Records from a collection:
--- begin ---

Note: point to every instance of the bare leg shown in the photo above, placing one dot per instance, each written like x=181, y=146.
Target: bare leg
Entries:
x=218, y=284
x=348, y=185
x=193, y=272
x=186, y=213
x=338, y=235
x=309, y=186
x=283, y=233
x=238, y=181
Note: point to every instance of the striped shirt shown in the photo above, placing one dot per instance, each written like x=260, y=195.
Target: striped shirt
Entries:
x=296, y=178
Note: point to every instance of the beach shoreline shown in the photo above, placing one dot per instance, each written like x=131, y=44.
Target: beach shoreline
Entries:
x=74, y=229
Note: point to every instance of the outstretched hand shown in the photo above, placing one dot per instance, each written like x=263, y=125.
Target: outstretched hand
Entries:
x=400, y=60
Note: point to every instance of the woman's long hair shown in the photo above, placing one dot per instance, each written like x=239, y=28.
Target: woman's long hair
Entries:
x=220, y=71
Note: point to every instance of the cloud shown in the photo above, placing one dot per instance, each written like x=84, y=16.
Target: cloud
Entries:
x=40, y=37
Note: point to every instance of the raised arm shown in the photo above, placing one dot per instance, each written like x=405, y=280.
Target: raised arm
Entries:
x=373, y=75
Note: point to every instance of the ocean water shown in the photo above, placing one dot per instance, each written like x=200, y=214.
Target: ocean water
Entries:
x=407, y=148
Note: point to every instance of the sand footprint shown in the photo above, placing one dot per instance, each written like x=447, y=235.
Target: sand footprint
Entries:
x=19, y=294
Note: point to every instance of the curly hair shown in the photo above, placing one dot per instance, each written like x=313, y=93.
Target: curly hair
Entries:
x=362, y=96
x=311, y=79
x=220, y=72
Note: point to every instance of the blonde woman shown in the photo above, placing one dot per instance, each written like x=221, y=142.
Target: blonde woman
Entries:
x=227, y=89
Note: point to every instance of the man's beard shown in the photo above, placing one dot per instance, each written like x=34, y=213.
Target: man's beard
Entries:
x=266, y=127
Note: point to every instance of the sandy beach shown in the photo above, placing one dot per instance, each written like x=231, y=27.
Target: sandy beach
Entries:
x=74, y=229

--- end ---

■ TASK REQUIREMENTS ■
Rewrite all of the data above with every "Entries" swapped for "Points", leaving everything else unchanged.

■ RESULT OF THIS TASK ■
Note: point to every instance of the bare leg shown in the photo above, placing one dot per instance, each written like x=181, y=146.
Target: bare leg
Points:
x=218, y=284
x=348, y=185
x=193, y=272
x=186, y=213
x=338, y=235
x=309, y=186
x=283, y=233
x=238, y=181
Note: point to every instance of the striped shirt shown in the photo above, placing one dot per instance, each written like x=260, y=195.
Target: striped shirt
Points:
x=296, y=178
Note: point to every instance of the beach shoreline shown in the photo above, placing one dot per instance, each written like x=131, y=44.
Target: beach shoreline
Points:
x=74, y=229
Note: point to every instance of the outstretched hand shown in the photo above, placing one dot per instance, each written like x=263, y=125.
Target: outstretched hand
Points:
x=400, y=60
Note: point to every instance of the woman's long hair shown in the photo above, placing one dot per instance, each written like x=239, y=28.
Target: woman's long hair
Points:
x=220, y=71
Note: point to every instance of the cloud shown in the photo above, placing one dot per instance, each written like x=84, y=16.
Target: cloud
Points:
x=40, y=37
Note: point to every instance of the raised arm shown in the photo above, placing one dot per instance, each written like x=405, y=280.
Target: raised arm
Points:
x=373, y=75
Note: point to every instance of the ocean water shown in the photo above, placing one dot per instance, each written like x=200, y=214.
Target: ocean water
Points:
x=407, y=148
Note: point to every instance of the sand footprint shown in the photo above, placing one dot per instance, each written like x=447, y=235.
Target: sand footprint
Points:
x=19, y=294
Note: point to every instance of the curly hair shown in the photo above, placing one dot per instance, each written like x=313, y=93.
Target: curly hair
Points:
x=362, y=96
x=311, y=79
x=220, y=72
Note: point to every instance of the blonde woman shown in the photo above, placing one dot per instance, each written like x=221, y=142.
Target: blonde woman
Points:
x=227, y=89
Note: point to every instance of the man's beard shown in the photo above, placing one dot per instance, each written like x=34, y=213.
Target: man's beard
Points:
x=266, y=127
Note: point to every instance of the sandy beach shown in the photo above, placing one dot per instance, each written like x=231, y=27.
Target: sandy beach
Points:
x=74, y=229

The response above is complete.